Rewrite everything from the start of the data down to the line containing "top-left (37, 36), bottom-right (103, 68)", replacing each "localizer" with "locator" and keeping all else the same.

Stored data entries
* Begin *
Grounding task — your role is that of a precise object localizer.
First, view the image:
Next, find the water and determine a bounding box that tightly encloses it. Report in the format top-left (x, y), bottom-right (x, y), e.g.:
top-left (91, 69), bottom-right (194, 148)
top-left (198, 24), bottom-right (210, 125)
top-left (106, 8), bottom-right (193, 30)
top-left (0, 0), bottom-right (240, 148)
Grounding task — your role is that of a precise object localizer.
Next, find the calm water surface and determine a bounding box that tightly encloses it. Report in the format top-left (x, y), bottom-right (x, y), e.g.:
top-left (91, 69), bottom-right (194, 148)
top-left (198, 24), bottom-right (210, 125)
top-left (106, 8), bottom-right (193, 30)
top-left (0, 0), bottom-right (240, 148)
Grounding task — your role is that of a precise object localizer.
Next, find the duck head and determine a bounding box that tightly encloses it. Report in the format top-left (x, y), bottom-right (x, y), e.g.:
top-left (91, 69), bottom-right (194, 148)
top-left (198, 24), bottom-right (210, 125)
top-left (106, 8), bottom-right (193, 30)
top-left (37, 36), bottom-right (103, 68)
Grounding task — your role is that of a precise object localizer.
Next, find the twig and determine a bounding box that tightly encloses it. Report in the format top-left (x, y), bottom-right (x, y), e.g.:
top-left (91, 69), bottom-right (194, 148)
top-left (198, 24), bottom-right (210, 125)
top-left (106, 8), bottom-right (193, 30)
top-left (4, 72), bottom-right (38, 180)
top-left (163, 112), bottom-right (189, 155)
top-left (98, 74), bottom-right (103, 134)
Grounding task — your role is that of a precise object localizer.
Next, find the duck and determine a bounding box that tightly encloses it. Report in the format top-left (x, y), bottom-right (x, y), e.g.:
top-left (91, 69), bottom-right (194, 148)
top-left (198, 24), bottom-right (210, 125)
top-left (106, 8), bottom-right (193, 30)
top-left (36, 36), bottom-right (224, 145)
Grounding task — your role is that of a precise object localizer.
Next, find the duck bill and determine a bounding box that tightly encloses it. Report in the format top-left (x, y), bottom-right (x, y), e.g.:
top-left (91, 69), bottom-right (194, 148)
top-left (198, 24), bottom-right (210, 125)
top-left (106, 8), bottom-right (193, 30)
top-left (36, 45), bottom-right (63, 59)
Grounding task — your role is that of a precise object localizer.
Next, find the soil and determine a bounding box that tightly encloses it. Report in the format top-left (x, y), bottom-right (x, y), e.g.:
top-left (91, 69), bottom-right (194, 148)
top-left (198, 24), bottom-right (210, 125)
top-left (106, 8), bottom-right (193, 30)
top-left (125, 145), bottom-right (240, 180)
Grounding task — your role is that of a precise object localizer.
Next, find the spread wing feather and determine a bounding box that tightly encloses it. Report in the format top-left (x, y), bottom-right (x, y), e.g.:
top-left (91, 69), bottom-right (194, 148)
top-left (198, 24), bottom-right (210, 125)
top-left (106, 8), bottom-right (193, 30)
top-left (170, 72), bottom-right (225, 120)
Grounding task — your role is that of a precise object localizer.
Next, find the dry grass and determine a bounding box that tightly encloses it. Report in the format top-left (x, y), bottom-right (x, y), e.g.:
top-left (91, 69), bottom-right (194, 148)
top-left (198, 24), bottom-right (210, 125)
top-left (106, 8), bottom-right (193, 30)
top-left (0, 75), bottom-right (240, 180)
* End *
Exercise output:
Grounding task — your role is that of a precise object locator.
First, view the image:
Next, find the water and determine a bounding box that tightly encloses it. Report in the format top-left (x, y), bottom-right (x, y), e.g.:
top-left (91, 69), bottom-right (194, 148)
top-left (198, 24), bottom-right (210, 125)
top-left (106, 8), bottom-right (193, 30)
top-left (0, 0), bottom-right (240, 148)
Grounding task — your role is that of a precise object locator.
Next, find the calm water surface and determine a bounding box that tightly encloses it. Report in the format top-left (x, y), bottom-right (x, y), e.g.:
top-left (91, 69), bottom-right (194, 148)
top-left (198, 24), bottom-right (210, 125)
top-left (106, 8), bottom-right (193, 30)
top-left (0, 0), bottom-right (240, 148)
Grounding task — your role is that of a precise object locator.
Next, find the duck head and determine a bounding box that tightly encloses it. Report in the format top-left (x, y), bottom-right (x, y), e.g.:
top-left (91, 69), bottom-right (194, 148)
top-left (198, 24), bottom-right (210, 125)
top-left (106, 8), bottom-right (193, 30)
top-left (37, 36), bottom-right (103, 68)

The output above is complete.